Your goal »
Write out exactly the lines running from the line that includes "of the tram" to the end of the data, both ends included, and nothing besides.

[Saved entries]
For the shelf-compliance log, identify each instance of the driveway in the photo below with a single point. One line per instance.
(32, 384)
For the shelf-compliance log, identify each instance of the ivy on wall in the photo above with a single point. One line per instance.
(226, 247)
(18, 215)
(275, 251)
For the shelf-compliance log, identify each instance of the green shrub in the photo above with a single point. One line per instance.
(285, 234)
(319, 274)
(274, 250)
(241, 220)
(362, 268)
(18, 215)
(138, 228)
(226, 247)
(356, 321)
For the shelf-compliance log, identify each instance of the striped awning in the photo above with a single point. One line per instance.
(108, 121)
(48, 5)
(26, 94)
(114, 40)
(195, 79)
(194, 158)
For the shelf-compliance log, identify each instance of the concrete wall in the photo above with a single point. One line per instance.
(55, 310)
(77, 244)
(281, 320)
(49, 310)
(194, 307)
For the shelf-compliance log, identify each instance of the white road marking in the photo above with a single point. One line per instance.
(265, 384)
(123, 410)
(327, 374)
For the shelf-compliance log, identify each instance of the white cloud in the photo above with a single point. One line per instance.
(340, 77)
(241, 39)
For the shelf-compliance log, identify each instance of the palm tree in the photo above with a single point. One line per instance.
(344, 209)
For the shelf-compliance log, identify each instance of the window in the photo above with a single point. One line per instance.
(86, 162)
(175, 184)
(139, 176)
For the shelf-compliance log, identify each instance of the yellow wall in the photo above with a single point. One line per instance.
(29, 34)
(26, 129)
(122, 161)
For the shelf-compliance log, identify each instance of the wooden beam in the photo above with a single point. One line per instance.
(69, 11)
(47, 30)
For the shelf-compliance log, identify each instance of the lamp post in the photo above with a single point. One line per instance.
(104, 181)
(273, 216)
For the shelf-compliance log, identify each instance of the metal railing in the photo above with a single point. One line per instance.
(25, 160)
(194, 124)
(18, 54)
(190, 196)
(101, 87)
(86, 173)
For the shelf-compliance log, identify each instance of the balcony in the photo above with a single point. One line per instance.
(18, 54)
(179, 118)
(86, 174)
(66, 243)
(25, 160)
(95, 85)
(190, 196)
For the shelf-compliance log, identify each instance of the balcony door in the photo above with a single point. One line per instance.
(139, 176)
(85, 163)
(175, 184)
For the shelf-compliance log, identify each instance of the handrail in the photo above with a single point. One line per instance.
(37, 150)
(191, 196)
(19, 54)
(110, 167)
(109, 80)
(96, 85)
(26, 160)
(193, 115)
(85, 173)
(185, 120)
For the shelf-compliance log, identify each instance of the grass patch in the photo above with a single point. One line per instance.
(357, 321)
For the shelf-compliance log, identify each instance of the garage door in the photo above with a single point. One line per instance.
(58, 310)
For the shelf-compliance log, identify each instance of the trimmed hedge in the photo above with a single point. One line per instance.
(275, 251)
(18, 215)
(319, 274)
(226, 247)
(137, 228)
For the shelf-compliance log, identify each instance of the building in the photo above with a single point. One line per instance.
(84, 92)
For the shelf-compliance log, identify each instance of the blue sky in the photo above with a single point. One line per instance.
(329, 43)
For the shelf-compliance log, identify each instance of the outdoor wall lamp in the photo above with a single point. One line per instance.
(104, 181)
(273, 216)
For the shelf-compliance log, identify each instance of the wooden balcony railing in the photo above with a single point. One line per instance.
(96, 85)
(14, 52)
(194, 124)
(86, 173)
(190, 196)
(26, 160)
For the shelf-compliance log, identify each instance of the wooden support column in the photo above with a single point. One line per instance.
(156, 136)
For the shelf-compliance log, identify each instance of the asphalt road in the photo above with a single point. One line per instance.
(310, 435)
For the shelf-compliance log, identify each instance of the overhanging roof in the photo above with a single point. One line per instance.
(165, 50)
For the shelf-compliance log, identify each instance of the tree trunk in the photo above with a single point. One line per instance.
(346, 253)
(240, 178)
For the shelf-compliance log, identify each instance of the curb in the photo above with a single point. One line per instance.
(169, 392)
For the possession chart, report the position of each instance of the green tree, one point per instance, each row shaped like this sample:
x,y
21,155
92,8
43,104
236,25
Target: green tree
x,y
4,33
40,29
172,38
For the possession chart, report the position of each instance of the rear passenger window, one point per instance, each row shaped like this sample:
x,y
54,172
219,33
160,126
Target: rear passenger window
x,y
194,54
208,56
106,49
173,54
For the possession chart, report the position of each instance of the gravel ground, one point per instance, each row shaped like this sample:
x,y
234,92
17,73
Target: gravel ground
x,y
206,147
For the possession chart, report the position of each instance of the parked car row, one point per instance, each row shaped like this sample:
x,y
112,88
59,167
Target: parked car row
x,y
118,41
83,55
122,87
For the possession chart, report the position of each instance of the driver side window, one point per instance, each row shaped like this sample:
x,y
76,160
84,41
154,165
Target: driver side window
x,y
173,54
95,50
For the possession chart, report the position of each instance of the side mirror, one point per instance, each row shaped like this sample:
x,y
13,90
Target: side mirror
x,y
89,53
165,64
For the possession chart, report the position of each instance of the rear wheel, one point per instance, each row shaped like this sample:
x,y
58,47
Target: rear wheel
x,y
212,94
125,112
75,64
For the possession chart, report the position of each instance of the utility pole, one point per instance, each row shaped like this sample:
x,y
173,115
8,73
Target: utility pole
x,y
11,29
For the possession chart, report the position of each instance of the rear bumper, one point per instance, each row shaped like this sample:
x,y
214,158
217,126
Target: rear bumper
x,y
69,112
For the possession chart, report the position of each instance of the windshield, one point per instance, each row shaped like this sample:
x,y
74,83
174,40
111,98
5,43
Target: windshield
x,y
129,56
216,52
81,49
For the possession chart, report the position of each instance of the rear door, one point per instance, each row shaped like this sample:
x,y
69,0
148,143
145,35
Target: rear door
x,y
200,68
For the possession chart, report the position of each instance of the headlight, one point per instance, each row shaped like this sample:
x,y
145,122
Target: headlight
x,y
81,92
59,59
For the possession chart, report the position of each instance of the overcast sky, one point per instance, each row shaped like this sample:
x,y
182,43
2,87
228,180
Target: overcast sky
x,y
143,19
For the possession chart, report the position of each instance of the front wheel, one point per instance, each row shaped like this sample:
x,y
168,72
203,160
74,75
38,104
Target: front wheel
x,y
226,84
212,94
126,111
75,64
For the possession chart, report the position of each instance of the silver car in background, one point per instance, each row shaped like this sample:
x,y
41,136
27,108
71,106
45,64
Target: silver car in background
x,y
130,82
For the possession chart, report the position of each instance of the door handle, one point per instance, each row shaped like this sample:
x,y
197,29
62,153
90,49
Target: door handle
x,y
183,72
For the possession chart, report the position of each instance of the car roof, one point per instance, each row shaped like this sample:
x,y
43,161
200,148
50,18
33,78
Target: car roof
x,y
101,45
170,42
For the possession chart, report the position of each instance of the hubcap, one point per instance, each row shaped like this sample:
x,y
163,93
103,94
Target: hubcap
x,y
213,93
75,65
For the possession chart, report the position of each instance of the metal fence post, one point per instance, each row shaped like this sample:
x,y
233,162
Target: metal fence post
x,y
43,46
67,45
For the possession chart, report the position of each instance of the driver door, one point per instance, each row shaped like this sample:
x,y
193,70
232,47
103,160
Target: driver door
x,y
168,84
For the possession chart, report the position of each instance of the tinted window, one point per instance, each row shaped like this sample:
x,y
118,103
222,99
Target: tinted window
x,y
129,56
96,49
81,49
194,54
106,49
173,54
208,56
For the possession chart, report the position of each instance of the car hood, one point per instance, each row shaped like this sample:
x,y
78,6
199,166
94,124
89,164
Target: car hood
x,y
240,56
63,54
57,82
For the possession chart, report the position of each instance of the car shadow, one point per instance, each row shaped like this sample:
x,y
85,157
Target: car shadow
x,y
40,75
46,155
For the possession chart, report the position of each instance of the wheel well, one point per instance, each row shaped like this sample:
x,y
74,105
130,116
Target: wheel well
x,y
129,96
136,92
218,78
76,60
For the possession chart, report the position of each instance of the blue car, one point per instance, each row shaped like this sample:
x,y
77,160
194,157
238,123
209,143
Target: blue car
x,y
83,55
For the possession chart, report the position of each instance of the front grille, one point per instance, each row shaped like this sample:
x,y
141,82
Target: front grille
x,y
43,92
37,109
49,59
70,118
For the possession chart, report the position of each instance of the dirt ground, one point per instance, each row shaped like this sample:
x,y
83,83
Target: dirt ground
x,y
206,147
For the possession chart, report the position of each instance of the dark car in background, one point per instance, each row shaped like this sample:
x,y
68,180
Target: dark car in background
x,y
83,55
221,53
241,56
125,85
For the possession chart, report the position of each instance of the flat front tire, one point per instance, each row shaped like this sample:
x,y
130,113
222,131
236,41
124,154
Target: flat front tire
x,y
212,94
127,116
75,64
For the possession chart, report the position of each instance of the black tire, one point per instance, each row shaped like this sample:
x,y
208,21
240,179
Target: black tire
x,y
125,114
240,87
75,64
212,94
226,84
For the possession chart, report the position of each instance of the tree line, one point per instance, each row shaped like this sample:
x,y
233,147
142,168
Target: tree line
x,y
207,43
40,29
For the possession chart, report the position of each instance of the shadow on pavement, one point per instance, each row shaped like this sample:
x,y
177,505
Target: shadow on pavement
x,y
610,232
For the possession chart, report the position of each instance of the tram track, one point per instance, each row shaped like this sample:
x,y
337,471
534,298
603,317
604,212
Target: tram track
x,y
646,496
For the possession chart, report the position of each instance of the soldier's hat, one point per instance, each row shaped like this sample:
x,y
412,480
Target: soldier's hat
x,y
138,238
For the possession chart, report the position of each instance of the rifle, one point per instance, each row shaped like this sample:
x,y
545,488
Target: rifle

Task result »
For the possession chart, report the position of each instance of the tram track, one point per instance, each row shaped like this sample:
x,y
337,471
534,298
603,317
604,212
Target: tram track
x,y
646,496
For the possession chart, report the position of each instance of the soldier's hat, one point per instance, each row shaped like this sample:
x,y
412,480
Target: soldier's hat
x,y
138,238
For the possession chart, report the position of each instance of the rifle, one point per instance, each row shaped like this sample:
x,y
545,488
Target: rifle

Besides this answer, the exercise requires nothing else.